Trecho selecionado:
Título original: Marinheiro das Montanhas
Países de origem: Brasil, França, Alemanha e Argélia
Duração: 98 minutos
Gênero: documentário
Direção: Karim Aïnouz
Roteiro: Murilo Hauser e Karim Aïnouz
Produção: Walter Salles, João Moreira Salles, Maria Carlota Bruno, Marie-Pierre Macia, Claire Gadéa, Jihan al-Tajri, Jennifer Sabbah-Imaggine, Karim Aïnouz, Christopher Zittebart
Trilha sonora: Benedikt Schiefer
Direção de fotografia: Juan Sarmiento G.

Registros de dados:
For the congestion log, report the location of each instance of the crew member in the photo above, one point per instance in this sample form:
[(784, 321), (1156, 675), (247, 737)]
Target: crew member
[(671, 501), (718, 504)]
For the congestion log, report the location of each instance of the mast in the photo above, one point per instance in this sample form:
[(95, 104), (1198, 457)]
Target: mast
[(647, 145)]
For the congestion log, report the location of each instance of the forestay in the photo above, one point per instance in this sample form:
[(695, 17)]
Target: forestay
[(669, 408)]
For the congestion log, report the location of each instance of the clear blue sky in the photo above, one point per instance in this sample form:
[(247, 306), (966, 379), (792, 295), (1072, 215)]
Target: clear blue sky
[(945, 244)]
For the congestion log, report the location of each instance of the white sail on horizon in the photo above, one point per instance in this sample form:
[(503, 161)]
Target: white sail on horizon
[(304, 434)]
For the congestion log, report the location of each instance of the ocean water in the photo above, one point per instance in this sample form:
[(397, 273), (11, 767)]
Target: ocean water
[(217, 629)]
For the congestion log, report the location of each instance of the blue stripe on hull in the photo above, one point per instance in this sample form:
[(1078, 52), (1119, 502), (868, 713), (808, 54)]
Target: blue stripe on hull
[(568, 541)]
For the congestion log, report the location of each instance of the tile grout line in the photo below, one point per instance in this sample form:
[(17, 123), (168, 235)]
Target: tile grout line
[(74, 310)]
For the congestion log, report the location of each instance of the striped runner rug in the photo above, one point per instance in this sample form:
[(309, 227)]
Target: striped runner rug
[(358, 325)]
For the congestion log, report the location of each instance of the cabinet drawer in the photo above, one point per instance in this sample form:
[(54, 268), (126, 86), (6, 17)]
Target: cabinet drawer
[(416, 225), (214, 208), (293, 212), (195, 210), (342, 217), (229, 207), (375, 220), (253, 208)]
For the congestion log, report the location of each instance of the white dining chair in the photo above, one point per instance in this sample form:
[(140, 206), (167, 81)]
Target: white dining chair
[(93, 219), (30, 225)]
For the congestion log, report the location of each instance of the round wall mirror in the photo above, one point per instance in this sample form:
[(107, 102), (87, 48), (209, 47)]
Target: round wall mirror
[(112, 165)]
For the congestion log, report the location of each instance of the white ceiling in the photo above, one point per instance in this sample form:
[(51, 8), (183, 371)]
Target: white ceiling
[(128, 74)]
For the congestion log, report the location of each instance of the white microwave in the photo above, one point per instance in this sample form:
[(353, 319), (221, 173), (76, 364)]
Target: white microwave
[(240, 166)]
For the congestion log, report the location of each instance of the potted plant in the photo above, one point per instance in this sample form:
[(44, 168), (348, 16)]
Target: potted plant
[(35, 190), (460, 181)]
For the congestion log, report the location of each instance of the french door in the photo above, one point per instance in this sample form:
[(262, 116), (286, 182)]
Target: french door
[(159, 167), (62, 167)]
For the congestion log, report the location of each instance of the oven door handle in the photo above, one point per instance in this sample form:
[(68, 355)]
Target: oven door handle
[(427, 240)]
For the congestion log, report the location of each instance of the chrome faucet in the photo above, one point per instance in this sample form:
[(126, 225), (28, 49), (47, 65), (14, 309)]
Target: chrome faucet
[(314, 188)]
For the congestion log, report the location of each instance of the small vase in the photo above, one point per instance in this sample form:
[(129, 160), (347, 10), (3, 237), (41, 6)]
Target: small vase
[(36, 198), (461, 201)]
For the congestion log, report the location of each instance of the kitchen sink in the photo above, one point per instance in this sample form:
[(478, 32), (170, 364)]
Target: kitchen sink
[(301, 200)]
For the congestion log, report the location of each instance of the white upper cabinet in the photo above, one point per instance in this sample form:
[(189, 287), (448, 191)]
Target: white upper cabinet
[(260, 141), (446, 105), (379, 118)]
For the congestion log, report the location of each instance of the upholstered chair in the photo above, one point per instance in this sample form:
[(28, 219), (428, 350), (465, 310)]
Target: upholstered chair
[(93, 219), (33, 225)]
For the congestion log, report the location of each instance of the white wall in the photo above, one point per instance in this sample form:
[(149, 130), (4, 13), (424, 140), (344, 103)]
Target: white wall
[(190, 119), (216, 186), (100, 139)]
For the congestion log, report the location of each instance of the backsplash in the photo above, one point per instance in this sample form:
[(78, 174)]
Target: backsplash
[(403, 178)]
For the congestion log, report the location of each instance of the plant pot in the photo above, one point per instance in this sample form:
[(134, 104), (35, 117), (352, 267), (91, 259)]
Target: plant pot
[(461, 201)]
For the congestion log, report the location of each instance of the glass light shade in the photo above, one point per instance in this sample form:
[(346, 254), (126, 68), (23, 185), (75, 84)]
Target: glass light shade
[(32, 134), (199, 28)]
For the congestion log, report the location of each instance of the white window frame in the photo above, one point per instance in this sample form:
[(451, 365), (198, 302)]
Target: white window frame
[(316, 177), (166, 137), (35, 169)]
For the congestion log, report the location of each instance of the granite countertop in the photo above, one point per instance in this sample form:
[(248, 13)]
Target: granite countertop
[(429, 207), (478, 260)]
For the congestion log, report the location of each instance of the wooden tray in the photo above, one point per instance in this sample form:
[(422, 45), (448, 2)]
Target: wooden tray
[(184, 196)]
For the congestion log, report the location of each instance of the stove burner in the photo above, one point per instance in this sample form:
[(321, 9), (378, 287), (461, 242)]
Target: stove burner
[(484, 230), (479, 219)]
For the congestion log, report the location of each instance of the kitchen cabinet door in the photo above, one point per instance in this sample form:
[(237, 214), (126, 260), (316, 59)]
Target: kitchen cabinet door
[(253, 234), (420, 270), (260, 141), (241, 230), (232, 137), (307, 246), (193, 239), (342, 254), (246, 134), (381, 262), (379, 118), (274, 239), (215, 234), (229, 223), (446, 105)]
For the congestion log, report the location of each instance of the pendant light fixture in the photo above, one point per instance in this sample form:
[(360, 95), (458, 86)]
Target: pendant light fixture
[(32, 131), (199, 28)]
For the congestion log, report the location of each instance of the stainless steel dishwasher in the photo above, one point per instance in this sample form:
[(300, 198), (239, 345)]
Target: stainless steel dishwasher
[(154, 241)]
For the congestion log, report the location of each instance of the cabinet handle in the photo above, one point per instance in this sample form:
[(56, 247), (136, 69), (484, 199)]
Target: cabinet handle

Tarefas propostas:
a. Imprima o trecho da ficha técnica do filme que começa em "Título original: Marinheiro" e vai até "Juan Sarmiento G.".
b. Responda com base na ficha técnica do filme:
(i) Qual é a duração do filme?
(ii) Quem assina a trilha sonora?
(iii) Quem é o responsável pela direção de fotografia?

Respostas por tarefa:
a.
Título original: Marinheiro das Montanhas
Países de origem: Brasil, França, Alemanha e Argélia
Duração: 98 minutos
Gênero: documentário
Direção: Karim Aïnouz
Roteiro: Murilo Hauser e Karim Aïnouz
Produção: Walter Salles, João Moreira Salles, Maria Carlota Bruno, Marie-Pierre Macia, Claire Gadéa, Jihan al-Tajri, Jennifer Sabbah-Imaggine, Karim Aïnouz, Christopher Zittebart
Trilha sonora: Benedikt Schiefer
Direção de fotografia: Juan Sarmiento G.

b.
(i) 98 minutos
(ii) Benedikt Schiefer
(iii) Juan Sarmiento G.